## Written exercise
Each line of the material below should be reproduced exactly.

## Record set

****************************************

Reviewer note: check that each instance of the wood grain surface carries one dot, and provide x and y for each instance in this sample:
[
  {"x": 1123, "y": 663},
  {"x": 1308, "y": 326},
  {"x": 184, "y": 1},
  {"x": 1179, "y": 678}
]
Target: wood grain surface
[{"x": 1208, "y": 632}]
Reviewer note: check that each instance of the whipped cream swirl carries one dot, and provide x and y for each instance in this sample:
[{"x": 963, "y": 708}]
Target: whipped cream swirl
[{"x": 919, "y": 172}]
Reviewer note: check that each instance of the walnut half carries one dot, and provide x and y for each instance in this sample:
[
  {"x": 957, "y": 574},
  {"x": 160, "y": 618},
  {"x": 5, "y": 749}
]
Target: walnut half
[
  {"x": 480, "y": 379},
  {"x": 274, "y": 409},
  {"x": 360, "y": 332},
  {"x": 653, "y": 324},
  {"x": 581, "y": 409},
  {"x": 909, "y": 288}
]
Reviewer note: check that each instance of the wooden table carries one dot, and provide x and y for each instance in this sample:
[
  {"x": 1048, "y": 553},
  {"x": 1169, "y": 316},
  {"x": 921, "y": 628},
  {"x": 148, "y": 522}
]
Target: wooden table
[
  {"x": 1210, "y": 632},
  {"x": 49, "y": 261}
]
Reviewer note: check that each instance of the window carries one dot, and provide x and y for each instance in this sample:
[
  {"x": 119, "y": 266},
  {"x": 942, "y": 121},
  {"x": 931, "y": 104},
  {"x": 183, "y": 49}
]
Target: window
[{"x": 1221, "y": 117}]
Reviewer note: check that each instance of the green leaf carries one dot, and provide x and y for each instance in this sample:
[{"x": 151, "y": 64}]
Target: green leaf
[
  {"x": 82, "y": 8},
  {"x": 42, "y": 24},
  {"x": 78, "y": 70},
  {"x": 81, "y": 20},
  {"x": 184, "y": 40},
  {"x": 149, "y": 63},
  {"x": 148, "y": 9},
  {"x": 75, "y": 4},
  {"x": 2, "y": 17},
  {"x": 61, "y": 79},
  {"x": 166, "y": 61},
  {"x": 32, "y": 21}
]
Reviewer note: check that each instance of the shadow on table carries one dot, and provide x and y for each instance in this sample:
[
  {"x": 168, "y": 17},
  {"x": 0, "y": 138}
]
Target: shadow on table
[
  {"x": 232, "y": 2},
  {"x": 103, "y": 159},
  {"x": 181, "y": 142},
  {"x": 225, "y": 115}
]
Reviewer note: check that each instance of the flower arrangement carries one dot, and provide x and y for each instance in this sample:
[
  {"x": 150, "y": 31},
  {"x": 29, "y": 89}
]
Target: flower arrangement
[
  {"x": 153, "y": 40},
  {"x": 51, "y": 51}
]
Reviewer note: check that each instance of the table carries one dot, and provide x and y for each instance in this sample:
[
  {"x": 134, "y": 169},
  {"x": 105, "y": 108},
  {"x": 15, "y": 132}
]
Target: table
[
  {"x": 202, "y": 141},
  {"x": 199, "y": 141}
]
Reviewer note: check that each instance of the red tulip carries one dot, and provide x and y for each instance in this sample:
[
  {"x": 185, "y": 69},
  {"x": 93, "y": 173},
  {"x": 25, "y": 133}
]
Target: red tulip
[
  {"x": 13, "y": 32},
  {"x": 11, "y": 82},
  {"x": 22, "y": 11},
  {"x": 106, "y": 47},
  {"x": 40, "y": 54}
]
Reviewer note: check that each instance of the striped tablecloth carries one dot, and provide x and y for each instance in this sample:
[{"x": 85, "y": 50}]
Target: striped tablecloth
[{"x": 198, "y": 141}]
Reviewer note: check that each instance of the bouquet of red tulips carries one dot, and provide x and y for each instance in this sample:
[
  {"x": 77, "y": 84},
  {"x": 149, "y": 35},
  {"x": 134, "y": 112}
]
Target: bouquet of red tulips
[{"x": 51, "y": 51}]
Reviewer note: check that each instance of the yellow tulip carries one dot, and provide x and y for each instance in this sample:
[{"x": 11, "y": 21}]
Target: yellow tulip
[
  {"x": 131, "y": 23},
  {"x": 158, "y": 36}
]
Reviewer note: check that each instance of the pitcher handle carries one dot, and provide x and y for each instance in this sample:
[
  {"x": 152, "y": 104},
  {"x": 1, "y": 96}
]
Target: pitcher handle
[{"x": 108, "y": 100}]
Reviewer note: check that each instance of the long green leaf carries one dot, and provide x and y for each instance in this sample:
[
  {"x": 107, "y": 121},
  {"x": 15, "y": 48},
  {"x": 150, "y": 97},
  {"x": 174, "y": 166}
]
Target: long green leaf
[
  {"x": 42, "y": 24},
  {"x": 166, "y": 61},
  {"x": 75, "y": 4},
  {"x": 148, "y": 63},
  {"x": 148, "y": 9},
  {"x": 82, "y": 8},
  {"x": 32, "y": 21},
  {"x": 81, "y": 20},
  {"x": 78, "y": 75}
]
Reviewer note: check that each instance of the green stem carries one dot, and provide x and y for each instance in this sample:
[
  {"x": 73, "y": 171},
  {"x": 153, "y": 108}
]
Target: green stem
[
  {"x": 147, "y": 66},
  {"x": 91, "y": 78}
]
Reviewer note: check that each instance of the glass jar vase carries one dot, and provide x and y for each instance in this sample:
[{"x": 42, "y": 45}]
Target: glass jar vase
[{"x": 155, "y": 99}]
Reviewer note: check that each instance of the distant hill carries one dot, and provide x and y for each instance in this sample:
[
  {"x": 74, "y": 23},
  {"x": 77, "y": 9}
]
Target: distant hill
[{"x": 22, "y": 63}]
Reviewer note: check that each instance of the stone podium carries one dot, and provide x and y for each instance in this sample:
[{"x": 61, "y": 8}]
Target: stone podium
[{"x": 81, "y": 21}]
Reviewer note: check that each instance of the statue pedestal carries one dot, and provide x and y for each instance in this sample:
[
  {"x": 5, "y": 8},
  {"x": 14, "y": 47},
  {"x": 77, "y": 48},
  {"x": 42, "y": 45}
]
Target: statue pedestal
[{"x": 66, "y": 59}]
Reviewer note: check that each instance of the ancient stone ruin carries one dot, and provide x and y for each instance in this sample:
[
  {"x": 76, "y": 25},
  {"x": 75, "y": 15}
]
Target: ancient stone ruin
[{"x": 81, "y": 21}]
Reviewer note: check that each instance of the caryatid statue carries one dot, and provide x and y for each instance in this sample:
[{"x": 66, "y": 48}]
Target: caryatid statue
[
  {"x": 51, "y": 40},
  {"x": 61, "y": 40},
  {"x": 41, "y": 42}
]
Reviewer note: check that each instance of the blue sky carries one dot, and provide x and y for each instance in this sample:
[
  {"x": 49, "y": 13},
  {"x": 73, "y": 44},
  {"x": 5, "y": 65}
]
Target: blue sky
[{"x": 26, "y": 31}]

****************************************

## Response to the task
Reviewer note: check that each instance of the wood grain surface carries one dot, and provide x and y for each instance in this sample:
[
  {"x": 1123, "y": 663},
  {"x": 1308, "y": 326},
  {"x": 184, "y": 1},
  {"x": 1179, "y": 678}
]
Target: wood grain surface
[{"x": 1208, "y": 632}]
Reviewer note: check that each instance of the whipped cream swirl carries one dot, and provide x and y for each instance in this sample:
[{"x": 963, "y": 708}]
Target: whipped cream swirl
[{"x": 919, "y": 172}]
Reviewer note: check that each instance of the walnut half carries one dot, and provide x and y for each instance in this sample:
[
  {"x": 957, "y": 574},
  {"x": 160, "y": 618},
  {"x": 5, "y": 749}
]
Target: walnut half
[
  {"x": 480, "y": 379},
  {"x": 274, "y": 409},
  {"x": 360, "y": 332},
  {"x": 653, "y": 324},
  {"x": 581, "y": 409},
  {"x": 909, "y": 288}
]
Reviewer note: check that each instance of the wooden table carries one dot, and provide x and y for each instance in this sample:
[
  {"x": 1048, "y": 553},
  {"x": 1169, "y": 316},
  {"x": 921, "y": 628},
  {"x": 148, "y": 522}
]
Target: wooden table
[
  {"x": 1210, "y": 632},
  {"x": 49, "y": 261}
]
Reviewer note: check that each instance of the window carries one dot, and provide x and y for each instance in this sample:
[
  {"x": 119, "y": 266},
  {"x": 942, "y": 121},
  {"x": 931, "y": 104},
  {"x": 183, "y": 49}
]
Target: window
[{"x": 1221, "y": 117}]
Reviewer note: check that each instance of the green leaf carries one dot, and provide x and y for each instance in this sample:
[{"x": 151, "y": 64}]
Target: green leaf
[
  {"x": 82, "y": 8},
  {"x": 42, "y": 24},
  {"x": 78, "y": 70},
  {"x": 81, "y": 20},
  {"x": 184, "y": 40},
  {"x": 149, "y": 63},
  {"x": 148, "y": 9},
  {"x": 75, "y": 4},
  {"x": 2, "y": 17},
  {"x": 61, "y": 79},
  {"x": 166, "y": 61},
  {"x": 32, "y": 21}
]
Reviewer note: check that each instance of the shadow on table carries one dot, and provide x and y for each instance in this sample:
[
  {"x": 168, "y": 17},
  {"x": 0, "y": 138}
]
Target: shadow on table
[
  {"x": 232, "y": 2},
  {"x": 103, "y": 159},
  {"x": 181, "y": 142},
  {"x": 225, "y": 115}
]
Reviewer note: check that each instance of the flower arrangement carries one dot, and provide x and y for each instance in this sample:
[
  {"x": 150, "y": 31},
  {"x": 29, "y": 89}
]
Target: flower arrangement
[
  {"x": 153, "y": 40},
  {"x": 51, "y": 51}
]
Reviewer note: check that each instance of the table carries one dot, and provide x and y for each instance in this sample:
[
  {"x": 134, "y": 169},
  {"x": 105, "y": 108},
  {"x": 15, "y": 132}
]
Target: table
[
  {"x": 202, "y": 141},
  {"x": 199, "y": 141}
]
Reviewer note: check that each instance of the red tulip carries one dot, and provide x and y for each instance in this sample:
[
  {"x": 185, "y": 69},
  {"x": 93, "y": 173},
  {"x": 25, "y": 133}
]
Target: red tulip
[
  {"x": 13, "y": 32},
  {"x": 11, "y": 82},
  {"x": 22, "y": 11},
  {"x": 106, "y": 47},
  {"x": 40, "y": 54}
]
Reviewer note: check that each instance of the striped tablecloth carries one dot, and provide x and y for each instance in this sample:
[{"x": 85, "y": 50}]
Target: striped tablecloth
[{"x": 198, "y": 141}]
Reviewer note: check that each instance of the bouquet of red tulips carries one dot, and provide x and y for each instance in this sample:
[
  {"x": 77, "y": 84},
  {"x": 149, "y": 35},
  {"x": 134, "y": 112}
]
Target: bouquet of red tulips
[{"x": 51, "y": 51}]
Reviewer note: check that each instance of the yellow tulip carries one dot, and provide x and y for each instance in this sample:
[{"x": 11, "y": 21}]
Target: yellow tulip
[
  {"x": 131, "y": 23},
  {"x": 158, "y": 36}
]
Reviewer note: check that each instance of the pitcher handle carries one dot, and provide x and y for each instance in this sample:
[
  {"x": 152, "y": 104},
  {"x": 1, "y": 96}
]
Target: pitcher handle
[{"x": 108, "y": 100}]
Reviewer note: check that each instance of the long green leaf carries one dot, and provide x and y for each instance in this sample:
[
  {"x": 107, "y": 121},
  {"x": 15, "y": 48},
  {"x": 150, "y": 97},
  {"x": 174, "y": 166}
]
Target: long green leaf
[
  {"x": 42, "y": 24},
  {"x": 166, "y": 61},
  {"x": 75, "y": 4},
  {"x": 148, "y": 63},
  {"x": 148, "y": 9},
  {"x": 82, "y": 8},
  {"x": 32, "y": 21},
  {"x": 81, "y": 20},
  {"x": 78, "y": 75}
]
Reviewer note: check that each instance of the green stem carries one dot, and provide x and y for each instance in this sample:
[
  {"x": 73, "y": 171},
  {"x": 153, "y": 108}
]
Target: green stem
[
  {"x": 147, "y": 66},
  {"x": 91, "y": 78}
]
Reviewer note: check that each instance of the glass jar vase carries one dot, and provide x and y for each instance in this sample:
[{"x": 42, "y": 45}]
Target: glass jar vase
[{"x": 155, "y": 99}]
Reviewer note: check that each instance of the distant hill carries one dot, and provide x and y for each instance in this sample:
[
  {"x": 74, "y": 23},
  {"x": 77, "y": 9}
]
Target: distant hill
[{"x": 22, "y": 63}]
Reviewer note: check that each instance of the stone podium carries one dot, and provide x and y for each instance in this sample:
[{"x": 61, "y": 8}]
Target: stone podium
[{"x": 81, "y": 21}]
Reviewer note: check that each instance of the statue pedestal carries one dot, and provide x and y for each instance in this sample:
[
  {"x": 5, "y": 8},
  {"x": 14, "y": 47},
  {"x": 77, "y": 48},
  {"x": 42, "y": 45}
]
Target: statue pedestal
[{"x": 66, "y": 59}]
Reviewer note: check that each instance of the ancient stone ruin carries one dot, and provide x and y for each instance in this sample:
[
  {"x": 76, "y": 25},
  {"x": 75, "y": 15}
]
Target: ancient stone ruin
[{"x": 81, "y": 21}]
Reviewer note: check that each instance of the caryatid statue carries one dot, and provide x and y for each instance in this sample:
[{"x": 66, "y": 48}]
Target: caryatid statue
[
  {"x": 51, "y": 40},
  {"x": 61, "y": 40},
  {"x": 41, "y": 42}
]
Reviewer note: check that each instance of the blue sky carries one dot, and provide x and y for each instance in this sample:
[
  {"x": 49, "y": 13},
  {"x": 73, "y": 44},
  {"x": 5, "y": 65}
]
Target: blue sky
[{"x": 26, "y": 31}]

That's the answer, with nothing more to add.